What is needed: Pick out each line in the entries below that includes the word "dining" and copy those lines.
►
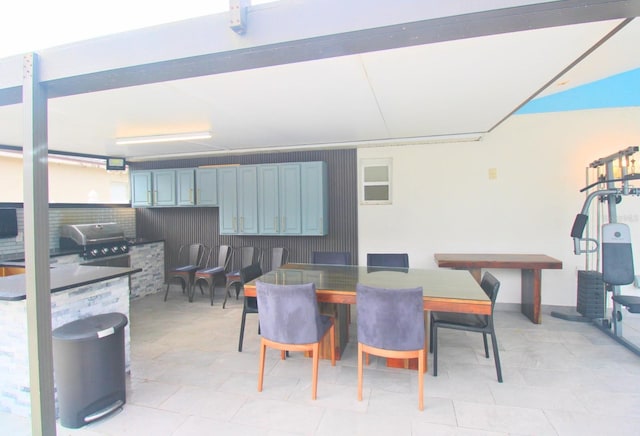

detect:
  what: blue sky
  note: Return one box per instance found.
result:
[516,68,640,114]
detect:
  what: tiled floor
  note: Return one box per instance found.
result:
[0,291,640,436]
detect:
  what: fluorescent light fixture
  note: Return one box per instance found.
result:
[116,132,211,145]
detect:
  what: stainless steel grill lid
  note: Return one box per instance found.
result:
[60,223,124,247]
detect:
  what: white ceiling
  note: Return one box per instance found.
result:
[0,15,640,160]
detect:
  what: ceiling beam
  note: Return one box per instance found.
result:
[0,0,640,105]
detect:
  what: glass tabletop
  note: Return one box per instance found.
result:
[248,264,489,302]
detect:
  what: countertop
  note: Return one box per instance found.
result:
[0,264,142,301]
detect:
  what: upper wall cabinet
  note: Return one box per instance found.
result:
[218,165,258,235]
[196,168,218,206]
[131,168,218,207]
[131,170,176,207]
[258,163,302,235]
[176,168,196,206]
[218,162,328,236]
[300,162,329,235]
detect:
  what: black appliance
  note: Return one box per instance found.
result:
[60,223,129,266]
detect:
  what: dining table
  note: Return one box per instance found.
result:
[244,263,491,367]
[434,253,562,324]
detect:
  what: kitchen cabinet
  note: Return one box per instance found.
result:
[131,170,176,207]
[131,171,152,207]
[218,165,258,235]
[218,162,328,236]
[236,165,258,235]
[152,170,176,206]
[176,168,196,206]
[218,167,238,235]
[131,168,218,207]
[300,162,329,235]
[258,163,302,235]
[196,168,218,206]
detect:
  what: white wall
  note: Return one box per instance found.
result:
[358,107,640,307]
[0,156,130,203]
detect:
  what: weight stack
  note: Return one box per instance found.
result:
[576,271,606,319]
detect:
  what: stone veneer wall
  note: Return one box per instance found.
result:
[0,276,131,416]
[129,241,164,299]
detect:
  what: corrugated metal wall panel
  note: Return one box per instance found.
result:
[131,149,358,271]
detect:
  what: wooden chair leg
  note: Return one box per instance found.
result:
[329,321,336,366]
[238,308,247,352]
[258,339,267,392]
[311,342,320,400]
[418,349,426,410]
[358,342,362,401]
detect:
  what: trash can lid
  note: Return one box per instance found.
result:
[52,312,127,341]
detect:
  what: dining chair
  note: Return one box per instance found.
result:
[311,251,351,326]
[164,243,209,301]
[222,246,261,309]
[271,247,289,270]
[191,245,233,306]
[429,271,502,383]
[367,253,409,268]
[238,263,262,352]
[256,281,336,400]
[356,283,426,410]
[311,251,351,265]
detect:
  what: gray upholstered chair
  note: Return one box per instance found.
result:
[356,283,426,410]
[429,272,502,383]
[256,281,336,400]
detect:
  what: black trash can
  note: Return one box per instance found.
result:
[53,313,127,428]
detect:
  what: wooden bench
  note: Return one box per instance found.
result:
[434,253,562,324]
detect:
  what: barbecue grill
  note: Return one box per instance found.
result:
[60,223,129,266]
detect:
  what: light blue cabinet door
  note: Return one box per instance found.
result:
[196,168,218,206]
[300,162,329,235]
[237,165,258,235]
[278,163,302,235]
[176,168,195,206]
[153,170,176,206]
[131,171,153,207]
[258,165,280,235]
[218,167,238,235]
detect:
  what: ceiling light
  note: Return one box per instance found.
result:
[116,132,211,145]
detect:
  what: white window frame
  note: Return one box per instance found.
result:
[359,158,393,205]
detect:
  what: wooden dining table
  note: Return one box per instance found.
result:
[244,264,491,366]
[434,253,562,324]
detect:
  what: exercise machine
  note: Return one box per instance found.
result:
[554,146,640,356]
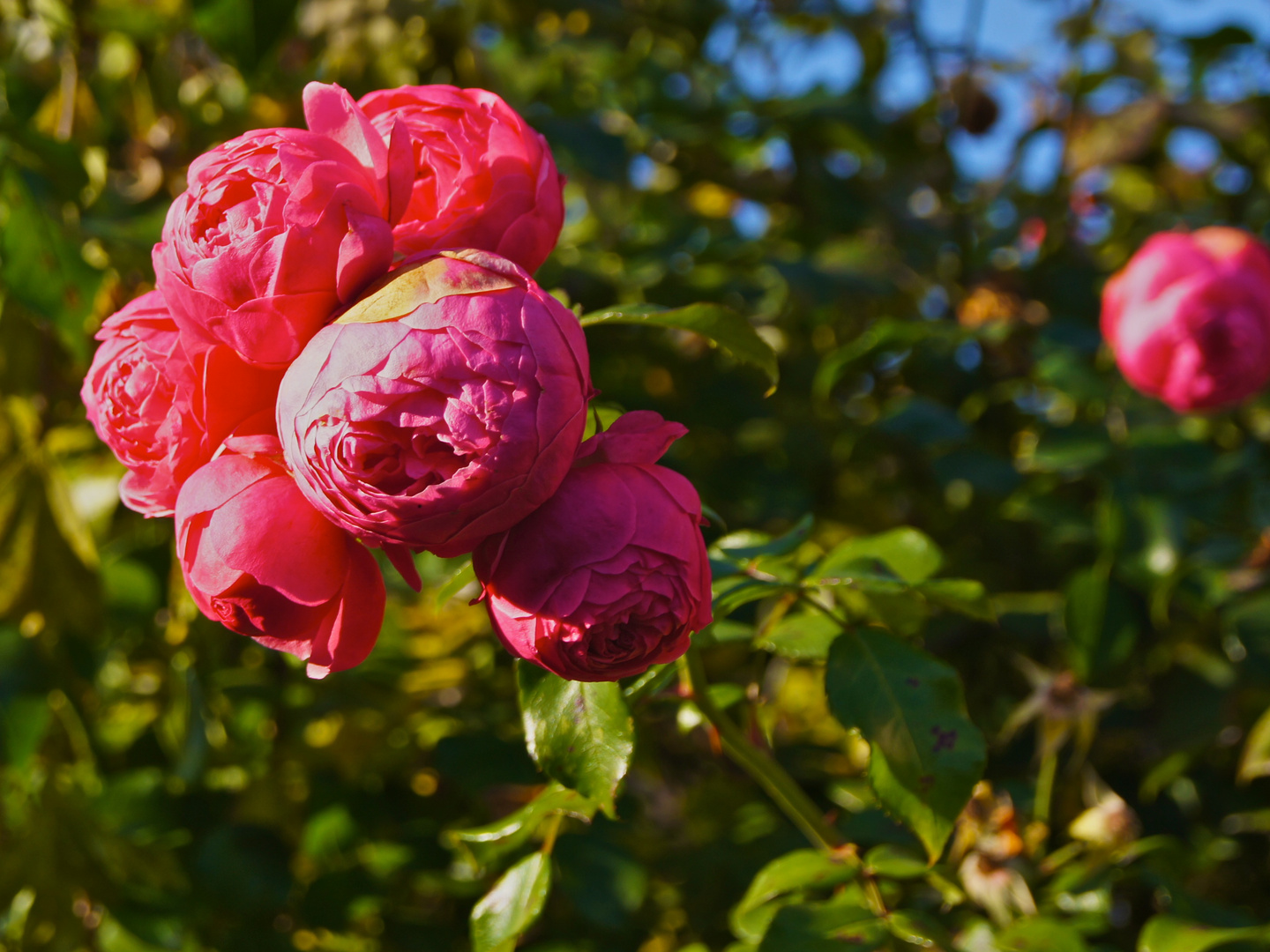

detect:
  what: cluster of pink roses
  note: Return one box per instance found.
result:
◄
Response to the exercise:
  what: dining table
  what: dining chair
  what: wooden dining table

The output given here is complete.